Return the lines below word for word, leaving out the pictures.

-- -- --

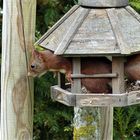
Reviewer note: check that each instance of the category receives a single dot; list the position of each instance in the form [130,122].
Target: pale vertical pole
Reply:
[86,119]
[16,87]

-- -- --

**Response below**
Reviewer note: check that each instance of the category receives a single dot; list the position of each instance in the form [130,122].
Target: pale vertical pole
Reply:
[86,119]
[16,87]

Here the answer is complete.